WHAT THE TASK ASKS => Every line below containing the word "tree" should be found and copied.
━━ EXERCISE INPUT ━━
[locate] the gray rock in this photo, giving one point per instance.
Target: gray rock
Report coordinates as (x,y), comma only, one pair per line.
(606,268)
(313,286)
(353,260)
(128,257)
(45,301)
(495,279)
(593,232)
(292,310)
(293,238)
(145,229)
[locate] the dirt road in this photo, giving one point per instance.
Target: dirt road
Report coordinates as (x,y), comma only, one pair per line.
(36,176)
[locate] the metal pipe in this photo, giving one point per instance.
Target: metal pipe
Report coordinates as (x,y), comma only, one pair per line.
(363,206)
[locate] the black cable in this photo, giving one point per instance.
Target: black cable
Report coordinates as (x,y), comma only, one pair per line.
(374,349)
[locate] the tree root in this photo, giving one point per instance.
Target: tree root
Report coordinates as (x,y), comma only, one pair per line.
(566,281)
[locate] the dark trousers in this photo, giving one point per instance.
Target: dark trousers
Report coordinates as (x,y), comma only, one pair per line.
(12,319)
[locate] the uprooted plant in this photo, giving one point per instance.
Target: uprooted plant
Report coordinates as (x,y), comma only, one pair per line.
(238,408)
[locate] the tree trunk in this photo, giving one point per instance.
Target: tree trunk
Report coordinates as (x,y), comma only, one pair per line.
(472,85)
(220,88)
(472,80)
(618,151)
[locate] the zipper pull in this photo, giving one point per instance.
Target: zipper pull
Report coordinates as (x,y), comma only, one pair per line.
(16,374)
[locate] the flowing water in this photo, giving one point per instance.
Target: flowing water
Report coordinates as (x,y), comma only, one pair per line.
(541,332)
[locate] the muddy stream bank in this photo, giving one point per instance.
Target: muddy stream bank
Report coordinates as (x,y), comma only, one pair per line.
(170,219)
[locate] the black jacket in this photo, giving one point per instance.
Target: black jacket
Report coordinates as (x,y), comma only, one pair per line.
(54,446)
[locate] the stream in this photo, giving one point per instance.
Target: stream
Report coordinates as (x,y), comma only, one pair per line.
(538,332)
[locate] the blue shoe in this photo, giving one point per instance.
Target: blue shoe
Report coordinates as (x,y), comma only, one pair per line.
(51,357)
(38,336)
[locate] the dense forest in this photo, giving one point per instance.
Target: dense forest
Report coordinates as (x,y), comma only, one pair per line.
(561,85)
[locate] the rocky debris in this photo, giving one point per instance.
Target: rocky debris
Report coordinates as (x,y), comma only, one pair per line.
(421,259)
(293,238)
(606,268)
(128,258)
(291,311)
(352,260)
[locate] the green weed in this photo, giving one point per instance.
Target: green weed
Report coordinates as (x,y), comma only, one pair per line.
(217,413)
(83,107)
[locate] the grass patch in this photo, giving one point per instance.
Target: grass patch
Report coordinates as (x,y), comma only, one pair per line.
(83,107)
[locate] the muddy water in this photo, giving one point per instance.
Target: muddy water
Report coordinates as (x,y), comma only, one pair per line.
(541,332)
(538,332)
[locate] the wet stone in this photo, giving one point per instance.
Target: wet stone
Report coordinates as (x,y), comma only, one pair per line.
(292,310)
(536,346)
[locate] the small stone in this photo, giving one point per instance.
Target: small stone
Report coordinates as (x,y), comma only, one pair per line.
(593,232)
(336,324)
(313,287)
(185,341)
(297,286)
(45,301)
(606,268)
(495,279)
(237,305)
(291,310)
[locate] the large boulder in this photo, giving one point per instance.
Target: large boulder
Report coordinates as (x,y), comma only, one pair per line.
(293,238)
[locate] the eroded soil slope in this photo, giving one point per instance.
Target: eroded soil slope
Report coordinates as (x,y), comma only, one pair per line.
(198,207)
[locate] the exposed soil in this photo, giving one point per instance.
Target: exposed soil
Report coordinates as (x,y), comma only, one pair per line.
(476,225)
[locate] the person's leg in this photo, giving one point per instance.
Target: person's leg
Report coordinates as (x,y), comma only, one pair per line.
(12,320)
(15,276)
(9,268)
━━━
OUTPUT BELOW =>
[locate] the tree root in this photo, giving one point per instance.
Target: tree root
[locate] the tree trunk in this photo, giving one point per instance.
Target: tree trunk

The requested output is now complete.